WHAT THE TASK ASKS: Where a line holds the word "adidas", copy that line from the data below.

AVAILABLE DATA:
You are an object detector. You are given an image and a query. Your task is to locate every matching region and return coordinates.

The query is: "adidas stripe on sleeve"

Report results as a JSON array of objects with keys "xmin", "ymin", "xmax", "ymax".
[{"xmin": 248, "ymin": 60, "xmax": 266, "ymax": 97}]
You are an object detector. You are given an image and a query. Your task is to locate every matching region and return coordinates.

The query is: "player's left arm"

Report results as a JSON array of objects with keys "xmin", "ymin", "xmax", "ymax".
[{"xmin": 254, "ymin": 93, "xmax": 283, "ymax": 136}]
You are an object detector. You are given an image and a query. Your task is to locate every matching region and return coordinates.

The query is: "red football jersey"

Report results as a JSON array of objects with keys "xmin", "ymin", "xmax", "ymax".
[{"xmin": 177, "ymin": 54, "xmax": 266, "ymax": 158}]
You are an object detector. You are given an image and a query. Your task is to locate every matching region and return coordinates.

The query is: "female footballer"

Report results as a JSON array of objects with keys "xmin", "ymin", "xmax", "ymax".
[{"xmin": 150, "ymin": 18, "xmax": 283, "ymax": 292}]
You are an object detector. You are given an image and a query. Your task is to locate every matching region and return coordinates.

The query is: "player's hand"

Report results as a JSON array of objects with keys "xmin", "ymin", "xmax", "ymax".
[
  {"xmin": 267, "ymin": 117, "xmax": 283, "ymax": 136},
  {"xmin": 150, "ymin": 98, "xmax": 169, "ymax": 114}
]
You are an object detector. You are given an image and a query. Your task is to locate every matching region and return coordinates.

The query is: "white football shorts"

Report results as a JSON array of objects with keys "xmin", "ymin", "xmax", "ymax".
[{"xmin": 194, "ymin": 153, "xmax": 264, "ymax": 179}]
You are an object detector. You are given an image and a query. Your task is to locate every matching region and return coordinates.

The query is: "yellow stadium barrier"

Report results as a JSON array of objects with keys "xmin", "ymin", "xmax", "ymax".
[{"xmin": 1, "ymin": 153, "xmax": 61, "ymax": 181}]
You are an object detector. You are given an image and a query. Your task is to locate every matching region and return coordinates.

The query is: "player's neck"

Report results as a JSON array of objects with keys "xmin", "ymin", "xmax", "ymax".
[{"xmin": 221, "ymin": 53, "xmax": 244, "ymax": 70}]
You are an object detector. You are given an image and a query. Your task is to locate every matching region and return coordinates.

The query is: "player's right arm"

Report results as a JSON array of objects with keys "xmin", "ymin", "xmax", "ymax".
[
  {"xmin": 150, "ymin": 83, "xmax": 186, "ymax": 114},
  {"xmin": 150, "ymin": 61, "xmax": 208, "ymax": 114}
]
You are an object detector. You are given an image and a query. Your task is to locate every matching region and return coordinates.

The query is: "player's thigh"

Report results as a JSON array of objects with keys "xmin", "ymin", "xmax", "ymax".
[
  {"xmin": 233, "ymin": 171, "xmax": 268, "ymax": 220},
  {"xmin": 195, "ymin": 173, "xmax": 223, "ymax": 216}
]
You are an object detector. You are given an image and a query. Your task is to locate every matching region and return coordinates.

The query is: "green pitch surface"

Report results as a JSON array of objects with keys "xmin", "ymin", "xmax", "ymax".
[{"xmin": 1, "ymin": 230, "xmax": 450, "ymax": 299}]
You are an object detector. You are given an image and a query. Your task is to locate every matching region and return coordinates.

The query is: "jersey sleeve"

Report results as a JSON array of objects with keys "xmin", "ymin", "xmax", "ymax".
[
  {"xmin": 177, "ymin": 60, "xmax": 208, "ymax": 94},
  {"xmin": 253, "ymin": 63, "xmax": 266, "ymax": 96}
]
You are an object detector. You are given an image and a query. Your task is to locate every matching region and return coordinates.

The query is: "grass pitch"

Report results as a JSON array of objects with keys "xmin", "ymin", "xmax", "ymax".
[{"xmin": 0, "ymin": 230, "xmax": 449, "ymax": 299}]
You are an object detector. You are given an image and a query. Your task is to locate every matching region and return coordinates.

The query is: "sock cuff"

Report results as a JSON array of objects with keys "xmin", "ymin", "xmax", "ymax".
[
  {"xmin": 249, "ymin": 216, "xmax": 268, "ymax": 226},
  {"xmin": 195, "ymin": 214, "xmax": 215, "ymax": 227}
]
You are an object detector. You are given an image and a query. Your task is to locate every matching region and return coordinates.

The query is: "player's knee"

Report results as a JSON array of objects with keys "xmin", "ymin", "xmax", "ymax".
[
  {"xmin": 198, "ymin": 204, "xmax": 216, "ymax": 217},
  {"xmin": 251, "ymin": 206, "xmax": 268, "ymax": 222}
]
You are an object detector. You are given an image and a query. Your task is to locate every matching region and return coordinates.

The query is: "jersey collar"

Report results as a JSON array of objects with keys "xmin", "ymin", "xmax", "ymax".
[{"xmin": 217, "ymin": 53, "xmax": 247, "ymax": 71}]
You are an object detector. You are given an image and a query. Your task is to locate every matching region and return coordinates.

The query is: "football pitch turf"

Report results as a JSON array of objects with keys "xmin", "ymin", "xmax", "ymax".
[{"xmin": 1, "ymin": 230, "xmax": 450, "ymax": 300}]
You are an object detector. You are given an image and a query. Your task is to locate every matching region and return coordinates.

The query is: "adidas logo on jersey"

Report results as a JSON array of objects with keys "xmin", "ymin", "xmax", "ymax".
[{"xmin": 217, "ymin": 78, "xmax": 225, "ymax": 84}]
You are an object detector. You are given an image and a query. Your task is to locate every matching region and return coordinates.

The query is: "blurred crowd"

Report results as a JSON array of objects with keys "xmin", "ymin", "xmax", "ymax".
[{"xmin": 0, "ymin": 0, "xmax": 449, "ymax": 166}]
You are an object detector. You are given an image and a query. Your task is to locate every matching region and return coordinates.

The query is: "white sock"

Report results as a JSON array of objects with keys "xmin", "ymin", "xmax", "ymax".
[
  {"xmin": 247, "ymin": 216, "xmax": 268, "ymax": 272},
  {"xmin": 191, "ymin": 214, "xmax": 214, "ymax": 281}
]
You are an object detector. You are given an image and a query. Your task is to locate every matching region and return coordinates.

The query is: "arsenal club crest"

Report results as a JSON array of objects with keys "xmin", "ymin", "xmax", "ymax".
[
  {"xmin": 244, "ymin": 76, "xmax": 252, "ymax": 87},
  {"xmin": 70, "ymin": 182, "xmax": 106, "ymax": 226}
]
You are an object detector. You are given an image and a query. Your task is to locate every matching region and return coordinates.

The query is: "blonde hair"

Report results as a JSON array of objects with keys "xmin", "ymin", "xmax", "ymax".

ANSWER TO THIS EXERCISE:
The query is: "adidas stripe on sleeve"
The query is: "adidas logo on jersey"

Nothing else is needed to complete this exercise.